[Coordinate annotation entries]
________________

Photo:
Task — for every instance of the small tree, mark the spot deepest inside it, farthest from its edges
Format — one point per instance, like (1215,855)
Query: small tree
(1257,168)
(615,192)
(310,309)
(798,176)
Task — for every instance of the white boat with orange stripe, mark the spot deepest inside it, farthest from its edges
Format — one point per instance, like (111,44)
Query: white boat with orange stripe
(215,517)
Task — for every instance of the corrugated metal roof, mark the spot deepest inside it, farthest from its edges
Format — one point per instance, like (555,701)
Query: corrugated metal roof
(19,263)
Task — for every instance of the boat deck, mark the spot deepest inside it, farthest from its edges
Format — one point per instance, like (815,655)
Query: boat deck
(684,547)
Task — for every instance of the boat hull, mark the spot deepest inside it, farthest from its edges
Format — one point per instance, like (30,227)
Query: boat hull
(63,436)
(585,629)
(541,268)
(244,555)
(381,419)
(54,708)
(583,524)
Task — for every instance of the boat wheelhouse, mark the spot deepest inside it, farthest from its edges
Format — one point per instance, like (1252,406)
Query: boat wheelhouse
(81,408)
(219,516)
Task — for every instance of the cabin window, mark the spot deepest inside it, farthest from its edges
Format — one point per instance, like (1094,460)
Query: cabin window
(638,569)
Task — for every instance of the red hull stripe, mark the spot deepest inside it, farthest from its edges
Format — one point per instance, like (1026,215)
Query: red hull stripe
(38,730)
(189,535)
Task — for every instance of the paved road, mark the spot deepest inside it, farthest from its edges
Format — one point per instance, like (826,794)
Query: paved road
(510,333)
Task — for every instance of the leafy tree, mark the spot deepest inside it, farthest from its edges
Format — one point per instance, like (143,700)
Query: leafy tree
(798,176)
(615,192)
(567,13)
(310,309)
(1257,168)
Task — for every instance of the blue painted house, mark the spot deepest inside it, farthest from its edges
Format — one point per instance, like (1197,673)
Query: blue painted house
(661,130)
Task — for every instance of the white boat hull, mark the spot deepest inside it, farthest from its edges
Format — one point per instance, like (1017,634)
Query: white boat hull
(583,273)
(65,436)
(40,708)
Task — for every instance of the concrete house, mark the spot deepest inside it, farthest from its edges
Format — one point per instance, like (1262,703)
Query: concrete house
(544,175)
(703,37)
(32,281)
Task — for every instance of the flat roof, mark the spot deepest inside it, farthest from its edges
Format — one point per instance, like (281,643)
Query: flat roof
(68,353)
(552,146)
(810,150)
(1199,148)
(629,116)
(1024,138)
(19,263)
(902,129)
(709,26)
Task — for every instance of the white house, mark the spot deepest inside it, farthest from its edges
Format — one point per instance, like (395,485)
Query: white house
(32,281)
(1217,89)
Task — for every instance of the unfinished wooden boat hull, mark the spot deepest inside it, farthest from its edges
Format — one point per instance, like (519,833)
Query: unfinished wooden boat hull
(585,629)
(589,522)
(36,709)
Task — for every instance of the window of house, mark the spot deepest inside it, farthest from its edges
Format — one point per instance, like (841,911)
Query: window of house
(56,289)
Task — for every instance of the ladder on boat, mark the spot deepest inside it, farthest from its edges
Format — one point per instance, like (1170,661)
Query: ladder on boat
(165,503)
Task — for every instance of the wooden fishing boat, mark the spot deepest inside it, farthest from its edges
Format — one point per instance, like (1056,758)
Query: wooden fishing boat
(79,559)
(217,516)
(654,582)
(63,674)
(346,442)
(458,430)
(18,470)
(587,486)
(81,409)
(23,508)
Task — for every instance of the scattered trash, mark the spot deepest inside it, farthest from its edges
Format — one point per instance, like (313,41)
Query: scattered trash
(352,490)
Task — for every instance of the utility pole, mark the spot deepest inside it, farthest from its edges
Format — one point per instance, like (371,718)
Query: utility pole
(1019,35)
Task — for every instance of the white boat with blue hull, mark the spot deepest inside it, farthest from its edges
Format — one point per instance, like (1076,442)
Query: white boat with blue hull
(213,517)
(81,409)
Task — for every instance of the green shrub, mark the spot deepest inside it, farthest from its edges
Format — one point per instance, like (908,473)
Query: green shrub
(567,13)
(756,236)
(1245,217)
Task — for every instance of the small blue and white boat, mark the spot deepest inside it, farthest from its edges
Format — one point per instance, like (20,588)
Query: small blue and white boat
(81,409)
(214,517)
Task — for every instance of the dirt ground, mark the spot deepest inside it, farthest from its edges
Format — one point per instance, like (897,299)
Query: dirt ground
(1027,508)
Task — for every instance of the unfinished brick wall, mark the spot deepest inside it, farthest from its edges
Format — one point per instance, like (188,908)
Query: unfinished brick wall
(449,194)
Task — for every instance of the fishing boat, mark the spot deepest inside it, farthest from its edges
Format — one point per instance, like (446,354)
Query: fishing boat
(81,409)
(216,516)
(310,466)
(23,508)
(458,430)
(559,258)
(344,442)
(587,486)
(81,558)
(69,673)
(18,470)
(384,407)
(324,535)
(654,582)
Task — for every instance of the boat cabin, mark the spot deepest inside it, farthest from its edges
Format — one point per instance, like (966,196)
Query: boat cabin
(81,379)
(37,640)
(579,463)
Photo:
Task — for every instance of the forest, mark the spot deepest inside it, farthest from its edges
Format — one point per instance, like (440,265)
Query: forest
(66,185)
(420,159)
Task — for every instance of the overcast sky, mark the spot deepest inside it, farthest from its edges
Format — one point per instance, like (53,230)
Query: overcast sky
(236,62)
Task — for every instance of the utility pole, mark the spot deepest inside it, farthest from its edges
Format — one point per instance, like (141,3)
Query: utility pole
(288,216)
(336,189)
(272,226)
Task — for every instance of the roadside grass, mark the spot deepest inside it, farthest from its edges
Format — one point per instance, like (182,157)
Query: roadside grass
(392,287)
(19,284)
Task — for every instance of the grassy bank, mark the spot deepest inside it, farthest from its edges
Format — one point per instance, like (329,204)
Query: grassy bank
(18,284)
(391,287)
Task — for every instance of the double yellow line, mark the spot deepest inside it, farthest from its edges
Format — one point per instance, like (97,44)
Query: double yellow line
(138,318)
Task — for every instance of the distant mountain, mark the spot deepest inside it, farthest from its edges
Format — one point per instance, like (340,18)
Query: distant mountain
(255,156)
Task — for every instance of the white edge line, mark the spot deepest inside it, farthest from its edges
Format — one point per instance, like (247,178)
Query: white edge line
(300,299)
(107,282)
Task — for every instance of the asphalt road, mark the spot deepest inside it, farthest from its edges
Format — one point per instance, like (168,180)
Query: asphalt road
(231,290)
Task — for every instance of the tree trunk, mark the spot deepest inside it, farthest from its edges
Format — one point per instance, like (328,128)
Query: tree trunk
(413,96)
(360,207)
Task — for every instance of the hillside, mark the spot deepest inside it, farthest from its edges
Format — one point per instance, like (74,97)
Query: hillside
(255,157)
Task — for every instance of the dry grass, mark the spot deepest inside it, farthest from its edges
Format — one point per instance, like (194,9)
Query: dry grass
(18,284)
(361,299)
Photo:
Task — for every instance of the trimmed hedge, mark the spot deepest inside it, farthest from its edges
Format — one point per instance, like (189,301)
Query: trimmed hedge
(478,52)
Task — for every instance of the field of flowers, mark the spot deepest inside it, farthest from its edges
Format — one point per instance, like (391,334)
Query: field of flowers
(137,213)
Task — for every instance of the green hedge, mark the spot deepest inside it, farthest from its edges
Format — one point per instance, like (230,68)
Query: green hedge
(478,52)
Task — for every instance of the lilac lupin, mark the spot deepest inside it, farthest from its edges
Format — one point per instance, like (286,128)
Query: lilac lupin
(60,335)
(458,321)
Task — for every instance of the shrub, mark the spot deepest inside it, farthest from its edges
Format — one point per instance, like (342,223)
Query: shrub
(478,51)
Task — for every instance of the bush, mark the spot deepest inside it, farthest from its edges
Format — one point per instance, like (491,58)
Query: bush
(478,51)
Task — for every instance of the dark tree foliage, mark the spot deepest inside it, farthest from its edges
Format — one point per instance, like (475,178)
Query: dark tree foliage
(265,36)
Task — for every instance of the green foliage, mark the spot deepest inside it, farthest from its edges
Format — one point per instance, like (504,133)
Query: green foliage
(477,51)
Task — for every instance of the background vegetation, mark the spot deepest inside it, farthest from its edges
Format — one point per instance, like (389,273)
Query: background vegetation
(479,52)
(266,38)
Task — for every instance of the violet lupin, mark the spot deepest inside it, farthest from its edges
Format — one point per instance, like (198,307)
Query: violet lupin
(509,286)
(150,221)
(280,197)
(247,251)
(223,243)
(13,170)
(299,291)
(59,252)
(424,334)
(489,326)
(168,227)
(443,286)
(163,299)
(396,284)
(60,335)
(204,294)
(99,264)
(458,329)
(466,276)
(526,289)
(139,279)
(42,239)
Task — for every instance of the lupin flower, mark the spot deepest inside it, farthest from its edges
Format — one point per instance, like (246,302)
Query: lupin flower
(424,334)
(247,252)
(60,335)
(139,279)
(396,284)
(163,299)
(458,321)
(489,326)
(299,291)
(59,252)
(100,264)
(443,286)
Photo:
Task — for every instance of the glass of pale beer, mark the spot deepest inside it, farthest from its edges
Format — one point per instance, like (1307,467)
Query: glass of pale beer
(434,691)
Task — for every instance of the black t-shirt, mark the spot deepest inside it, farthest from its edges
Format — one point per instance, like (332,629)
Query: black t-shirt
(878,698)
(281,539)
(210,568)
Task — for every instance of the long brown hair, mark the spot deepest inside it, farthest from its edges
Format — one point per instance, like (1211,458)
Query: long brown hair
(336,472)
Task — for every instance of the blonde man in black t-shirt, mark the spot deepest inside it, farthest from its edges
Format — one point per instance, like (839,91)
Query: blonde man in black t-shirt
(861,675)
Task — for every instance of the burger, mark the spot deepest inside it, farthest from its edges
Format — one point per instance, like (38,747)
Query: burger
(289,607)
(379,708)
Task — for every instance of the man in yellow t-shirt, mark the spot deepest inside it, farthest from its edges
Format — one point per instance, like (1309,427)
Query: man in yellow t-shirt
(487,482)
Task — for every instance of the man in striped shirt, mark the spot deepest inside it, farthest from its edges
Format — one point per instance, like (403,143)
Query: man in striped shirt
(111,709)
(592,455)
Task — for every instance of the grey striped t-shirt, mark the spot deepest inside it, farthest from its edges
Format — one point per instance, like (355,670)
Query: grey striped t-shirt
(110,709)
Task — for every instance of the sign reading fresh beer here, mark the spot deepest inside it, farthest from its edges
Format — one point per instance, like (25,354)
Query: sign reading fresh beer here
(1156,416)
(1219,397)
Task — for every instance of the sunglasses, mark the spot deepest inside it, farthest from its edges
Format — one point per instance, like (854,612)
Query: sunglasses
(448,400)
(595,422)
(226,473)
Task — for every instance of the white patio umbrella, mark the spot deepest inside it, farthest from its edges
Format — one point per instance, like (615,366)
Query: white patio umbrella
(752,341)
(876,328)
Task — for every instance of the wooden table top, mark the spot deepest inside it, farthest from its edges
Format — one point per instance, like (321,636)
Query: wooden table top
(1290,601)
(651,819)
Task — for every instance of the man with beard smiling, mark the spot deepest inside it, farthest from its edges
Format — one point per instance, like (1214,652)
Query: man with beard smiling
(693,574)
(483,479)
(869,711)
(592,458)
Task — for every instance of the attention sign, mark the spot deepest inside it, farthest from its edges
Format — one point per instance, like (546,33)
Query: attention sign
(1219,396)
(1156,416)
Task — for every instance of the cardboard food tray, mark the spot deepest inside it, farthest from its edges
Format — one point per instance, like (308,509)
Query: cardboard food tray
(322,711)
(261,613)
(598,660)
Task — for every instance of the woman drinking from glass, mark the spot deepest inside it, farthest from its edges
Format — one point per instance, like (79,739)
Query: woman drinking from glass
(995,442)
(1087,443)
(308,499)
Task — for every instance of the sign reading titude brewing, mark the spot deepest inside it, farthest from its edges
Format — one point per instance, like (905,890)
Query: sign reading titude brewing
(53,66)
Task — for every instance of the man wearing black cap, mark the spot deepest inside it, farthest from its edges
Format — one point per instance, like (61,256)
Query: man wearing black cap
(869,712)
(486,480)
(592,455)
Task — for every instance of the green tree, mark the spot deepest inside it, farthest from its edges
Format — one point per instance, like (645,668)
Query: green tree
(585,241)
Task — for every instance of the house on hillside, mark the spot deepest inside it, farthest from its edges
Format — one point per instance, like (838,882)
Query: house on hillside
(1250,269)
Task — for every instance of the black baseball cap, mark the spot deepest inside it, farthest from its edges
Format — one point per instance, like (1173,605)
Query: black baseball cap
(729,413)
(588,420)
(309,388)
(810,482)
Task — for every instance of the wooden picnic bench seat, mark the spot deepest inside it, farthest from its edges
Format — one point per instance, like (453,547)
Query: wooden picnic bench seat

________________

◆ Instructions to follow: Your answer should consist only of the lines from the one with "Task — for every instance of the sign reading titude" through the end of the data above, reproduced exactly.

◆ Solution for this problem:
Task — for every instance of the sign reading titude brewing, mark the spot deepest inside it, farthest from its edges
Format — one point per instance, like (905,890)
Query: sign reading titude brewing
(53,66)
Task — for every instance of the man wearing black cap, mark the spot deepest inside it, farthest from its edges
Format — one point per instance, like (61,256)
Query: man wearing black cap
(869,712)
(486,480)
(592,455)
Task — for every instance of the green tree, mark the spot deepest inside it, farthest from its edges
Format — one point per instance, like (645,668)
Query: green tree
(585,241)
Task — for every instance of the house on hillside, mark the spot deepest inside it, farthest from its edges
Format — one point per instance, like (838,882)
Query: house on hillside
(1250,269)
Task — for every instance of the black baseball cap, mark the spot deepest inside it, farthest from its edges
Format — one point per instance, like (1173,605)
Query: black baseball cap
(729,413)
(588,420)
(309,388)
(810,482)
Task — for every instance of the wooden picnic bench seat, mark the spot deepest inside it, farthest from its edges
Format — one point per instance, like (453,547)
Query: wooden picnic bench seat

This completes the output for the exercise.